# Task to complete:
Below are some records; output exactly the lines from the line with "Target: pale yellow eye" to the line with "Target: player's hand", both ends kept, and nothing more.

[Dataset items]
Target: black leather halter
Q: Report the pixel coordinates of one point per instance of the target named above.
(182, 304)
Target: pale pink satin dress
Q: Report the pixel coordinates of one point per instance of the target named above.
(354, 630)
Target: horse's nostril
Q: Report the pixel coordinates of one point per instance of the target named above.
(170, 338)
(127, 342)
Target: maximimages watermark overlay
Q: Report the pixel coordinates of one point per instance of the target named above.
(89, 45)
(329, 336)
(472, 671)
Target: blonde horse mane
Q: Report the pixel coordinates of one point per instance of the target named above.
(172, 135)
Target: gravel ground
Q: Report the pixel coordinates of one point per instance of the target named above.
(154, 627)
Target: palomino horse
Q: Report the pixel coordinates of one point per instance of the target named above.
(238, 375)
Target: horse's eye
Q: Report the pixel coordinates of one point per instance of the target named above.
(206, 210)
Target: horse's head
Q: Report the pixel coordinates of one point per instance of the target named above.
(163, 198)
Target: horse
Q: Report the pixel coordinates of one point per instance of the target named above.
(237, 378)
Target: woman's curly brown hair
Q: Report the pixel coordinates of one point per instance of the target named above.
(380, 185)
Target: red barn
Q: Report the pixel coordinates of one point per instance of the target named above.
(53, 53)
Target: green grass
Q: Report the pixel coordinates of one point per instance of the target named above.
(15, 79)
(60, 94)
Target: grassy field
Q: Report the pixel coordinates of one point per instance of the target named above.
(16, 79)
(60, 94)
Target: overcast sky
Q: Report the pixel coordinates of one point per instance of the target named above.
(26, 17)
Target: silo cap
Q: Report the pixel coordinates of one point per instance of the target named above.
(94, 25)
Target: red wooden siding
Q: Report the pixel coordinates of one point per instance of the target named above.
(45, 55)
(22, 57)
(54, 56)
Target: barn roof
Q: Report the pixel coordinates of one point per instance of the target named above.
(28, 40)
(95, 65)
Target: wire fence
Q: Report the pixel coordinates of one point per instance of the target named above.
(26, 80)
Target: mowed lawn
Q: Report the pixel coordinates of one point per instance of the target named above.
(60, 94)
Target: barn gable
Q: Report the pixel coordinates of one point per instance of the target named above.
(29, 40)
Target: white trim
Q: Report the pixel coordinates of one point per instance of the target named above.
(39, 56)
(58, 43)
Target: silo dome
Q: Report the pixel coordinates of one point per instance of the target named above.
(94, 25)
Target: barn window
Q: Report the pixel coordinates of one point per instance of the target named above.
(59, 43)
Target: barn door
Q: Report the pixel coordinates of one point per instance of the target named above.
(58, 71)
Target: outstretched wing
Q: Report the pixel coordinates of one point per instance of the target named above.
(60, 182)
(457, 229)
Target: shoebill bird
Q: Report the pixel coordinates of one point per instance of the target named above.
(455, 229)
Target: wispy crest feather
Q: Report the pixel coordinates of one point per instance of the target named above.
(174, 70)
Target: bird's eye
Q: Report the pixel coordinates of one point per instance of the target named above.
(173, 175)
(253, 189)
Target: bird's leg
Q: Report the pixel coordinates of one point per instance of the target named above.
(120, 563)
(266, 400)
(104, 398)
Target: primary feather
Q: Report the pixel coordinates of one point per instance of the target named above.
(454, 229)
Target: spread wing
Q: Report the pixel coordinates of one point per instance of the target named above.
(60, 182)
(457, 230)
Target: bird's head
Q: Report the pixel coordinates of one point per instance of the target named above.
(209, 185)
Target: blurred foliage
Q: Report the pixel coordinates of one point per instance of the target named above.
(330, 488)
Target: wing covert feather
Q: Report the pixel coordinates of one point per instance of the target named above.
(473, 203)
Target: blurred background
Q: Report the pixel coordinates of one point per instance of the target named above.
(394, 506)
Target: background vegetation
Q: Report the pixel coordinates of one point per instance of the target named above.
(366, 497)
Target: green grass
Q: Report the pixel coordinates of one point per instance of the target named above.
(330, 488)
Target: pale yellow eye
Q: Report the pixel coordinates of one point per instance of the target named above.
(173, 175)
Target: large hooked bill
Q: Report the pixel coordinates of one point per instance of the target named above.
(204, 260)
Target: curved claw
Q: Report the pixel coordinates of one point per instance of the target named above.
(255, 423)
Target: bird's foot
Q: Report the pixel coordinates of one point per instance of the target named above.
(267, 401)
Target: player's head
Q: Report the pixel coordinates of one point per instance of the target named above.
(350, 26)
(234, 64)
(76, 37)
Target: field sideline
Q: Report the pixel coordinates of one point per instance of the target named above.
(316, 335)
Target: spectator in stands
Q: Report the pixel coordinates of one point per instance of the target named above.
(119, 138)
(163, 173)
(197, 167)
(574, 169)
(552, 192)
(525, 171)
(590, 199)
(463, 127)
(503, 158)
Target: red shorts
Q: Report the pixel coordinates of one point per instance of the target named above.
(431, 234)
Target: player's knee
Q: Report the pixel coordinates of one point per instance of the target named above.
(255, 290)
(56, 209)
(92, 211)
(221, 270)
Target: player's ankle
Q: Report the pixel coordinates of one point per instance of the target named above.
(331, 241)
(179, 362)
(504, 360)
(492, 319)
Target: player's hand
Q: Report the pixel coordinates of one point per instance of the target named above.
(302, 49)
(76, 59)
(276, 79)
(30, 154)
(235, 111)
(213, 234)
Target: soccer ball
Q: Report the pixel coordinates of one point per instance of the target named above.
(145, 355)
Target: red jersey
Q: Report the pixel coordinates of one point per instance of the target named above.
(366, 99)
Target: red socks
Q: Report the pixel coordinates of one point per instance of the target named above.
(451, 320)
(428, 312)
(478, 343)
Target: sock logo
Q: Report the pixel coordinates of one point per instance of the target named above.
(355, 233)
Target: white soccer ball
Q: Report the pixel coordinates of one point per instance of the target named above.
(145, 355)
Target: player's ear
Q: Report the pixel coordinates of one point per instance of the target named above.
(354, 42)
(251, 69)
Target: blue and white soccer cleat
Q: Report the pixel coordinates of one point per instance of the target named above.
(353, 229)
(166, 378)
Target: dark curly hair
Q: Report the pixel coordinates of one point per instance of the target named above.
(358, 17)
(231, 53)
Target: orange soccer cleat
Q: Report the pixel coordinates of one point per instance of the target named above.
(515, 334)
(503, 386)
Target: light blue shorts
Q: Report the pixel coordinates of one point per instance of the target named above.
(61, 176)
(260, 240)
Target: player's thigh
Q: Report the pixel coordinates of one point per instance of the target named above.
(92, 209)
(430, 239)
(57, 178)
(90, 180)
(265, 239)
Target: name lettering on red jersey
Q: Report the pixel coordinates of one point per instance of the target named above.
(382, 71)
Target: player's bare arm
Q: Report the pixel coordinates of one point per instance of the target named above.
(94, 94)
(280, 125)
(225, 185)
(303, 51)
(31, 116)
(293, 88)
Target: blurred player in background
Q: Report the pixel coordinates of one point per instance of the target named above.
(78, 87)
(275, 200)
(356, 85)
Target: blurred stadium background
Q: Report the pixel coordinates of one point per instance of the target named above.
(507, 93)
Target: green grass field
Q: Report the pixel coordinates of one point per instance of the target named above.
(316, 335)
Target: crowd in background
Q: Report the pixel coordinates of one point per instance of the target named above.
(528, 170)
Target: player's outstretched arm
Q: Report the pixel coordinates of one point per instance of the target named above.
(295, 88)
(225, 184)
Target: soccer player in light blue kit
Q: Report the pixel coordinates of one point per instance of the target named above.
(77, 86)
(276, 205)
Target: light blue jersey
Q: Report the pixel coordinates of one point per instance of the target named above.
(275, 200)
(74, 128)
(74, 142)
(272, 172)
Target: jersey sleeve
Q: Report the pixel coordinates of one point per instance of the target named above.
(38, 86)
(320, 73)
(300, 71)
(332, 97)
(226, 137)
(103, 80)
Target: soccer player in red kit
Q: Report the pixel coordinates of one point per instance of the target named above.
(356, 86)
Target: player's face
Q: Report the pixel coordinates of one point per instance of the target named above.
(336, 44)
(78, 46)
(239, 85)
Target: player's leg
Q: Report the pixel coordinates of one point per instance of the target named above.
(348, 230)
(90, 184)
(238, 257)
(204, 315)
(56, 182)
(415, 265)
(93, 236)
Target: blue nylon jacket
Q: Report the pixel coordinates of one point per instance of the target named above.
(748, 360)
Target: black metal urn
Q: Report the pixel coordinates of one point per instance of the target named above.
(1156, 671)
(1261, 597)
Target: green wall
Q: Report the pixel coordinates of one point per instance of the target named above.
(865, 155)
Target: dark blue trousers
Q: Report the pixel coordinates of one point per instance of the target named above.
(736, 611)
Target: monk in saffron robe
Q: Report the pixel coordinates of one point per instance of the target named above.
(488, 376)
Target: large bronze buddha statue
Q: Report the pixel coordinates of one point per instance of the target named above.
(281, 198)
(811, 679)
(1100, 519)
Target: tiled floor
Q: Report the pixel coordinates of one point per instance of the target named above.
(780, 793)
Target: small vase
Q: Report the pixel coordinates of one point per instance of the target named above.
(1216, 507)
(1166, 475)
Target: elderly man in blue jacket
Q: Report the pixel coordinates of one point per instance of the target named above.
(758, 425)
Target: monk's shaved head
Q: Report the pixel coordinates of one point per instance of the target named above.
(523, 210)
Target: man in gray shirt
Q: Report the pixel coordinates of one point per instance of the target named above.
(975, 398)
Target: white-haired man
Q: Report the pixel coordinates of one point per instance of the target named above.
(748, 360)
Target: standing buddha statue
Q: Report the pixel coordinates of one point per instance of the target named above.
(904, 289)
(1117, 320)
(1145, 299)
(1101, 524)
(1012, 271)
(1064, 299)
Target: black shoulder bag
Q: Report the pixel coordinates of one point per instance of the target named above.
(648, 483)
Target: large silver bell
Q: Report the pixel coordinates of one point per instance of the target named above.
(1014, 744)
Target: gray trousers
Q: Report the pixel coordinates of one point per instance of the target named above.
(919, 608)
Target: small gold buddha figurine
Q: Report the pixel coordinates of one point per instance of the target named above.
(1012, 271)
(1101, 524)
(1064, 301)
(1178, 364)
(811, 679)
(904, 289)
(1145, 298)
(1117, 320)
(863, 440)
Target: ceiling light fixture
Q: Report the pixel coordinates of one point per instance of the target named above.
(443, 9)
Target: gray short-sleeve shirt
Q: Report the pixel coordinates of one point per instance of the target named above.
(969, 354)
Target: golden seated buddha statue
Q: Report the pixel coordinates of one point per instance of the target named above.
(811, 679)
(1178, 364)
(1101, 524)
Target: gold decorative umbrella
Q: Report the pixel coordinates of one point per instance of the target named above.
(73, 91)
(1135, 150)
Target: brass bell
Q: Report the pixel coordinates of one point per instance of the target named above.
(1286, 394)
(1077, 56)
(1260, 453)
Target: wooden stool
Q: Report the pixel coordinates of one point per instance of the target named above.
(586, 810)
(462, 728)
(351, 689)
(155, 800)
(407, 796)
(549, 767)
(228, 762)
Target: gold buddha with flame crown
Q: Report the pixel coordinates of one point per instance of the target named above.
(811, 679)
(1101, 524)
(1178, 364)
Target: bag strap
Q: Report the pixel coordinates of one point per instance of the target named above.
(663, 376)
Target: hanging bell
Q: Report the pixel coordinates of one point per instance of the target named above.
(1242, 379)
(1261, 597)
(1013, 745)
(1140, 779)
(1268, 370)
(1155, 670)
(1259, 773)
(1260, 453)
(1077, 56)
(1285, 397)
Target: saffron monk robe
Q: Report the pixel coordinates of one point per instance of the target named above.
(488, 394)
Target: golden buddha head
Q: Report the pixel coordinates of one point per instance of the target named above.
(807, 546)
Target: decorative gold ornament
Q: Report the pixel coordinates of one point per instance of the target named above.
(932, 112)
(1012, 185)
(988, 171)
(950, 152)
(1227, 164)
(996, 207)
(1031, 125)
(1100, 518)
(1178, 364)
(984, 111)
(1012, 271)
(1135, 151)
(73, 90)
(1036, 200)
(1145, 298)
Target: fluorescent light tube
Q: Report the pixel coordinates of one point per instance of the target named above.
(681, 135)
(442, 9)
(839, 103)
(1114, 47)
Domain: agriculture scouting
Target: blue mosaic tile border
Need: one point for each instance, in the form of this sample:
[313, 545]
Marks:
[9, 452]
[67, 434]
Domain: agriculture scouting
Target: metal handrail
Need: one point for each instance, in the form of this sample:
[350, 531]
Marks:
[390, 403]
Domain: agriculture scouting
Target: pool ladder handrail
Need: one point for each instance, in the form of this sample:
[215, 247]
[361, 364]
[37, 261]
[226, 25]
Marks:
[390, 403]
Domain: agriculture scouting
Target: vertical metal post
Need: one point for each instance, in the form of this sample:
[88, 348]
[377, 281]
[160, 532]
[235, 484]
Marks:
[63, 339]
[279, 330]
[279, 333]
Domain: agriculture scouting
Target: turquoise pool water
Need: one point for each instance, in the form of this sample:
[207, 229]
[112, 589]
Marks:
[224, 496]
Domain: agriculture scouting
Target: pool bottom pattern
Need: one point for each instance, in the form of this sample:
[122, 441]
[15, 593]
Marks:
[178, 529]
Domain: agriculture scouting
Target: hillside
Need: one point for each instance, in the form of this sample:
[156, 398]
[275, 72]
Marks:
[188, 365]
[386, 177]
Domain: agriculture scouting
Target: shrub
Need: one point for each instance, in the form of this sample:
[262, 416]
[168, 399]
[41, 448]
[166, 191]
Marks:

# Result of this exercise:
Target: pale yellow eye
Q: Report the pixel coordinates of one point per instance of the target named above.
(173, 175)
Target: large hooked bill
Q: Report the pixel coordinates of one point per instance of the target named above.
(204, 260)
Target: curved claw
Q: Report the pixel coordinates of one point per instance of the target named above.
(255, 423)
Target: bird's foot
Q: Report the pixel coordinates of one point per instance of the target named above.
(267, 401)
Target: player's head
Q: Report the pixel coordinates of one point per instance of the target named above.
(350, 26)
(234, 64)
(76, 37)
Target: field sideline
Q: Report the pixel coordinates of one point per instance of the target named above.
(316, 335)
Target: spectator in stands
Q: Report the pixel coordinates of one point per instance of the target named above.
(119, 138)
(163, 173)
(197, 167)
(574, 169)
(552, 192)
(525, 171)
(590, 199)
(463, 127)
(503, 158)
Target: red shorts
Q: Report the pixel coordinates of one point per instance of the target named above.
(431, 234)
Target: player's knee
Q: Report the pixel coordinates of one point per instance of the target named above.
(255, 290)
(56, 209)
(92, 211)
(221, 270)
Target: player's ankle
Q: Report the pixel coordinates of one point per instance of the target named above.
(331, 241)
(179, 362)
(504, 360)
(492, 319)
Target: player's hand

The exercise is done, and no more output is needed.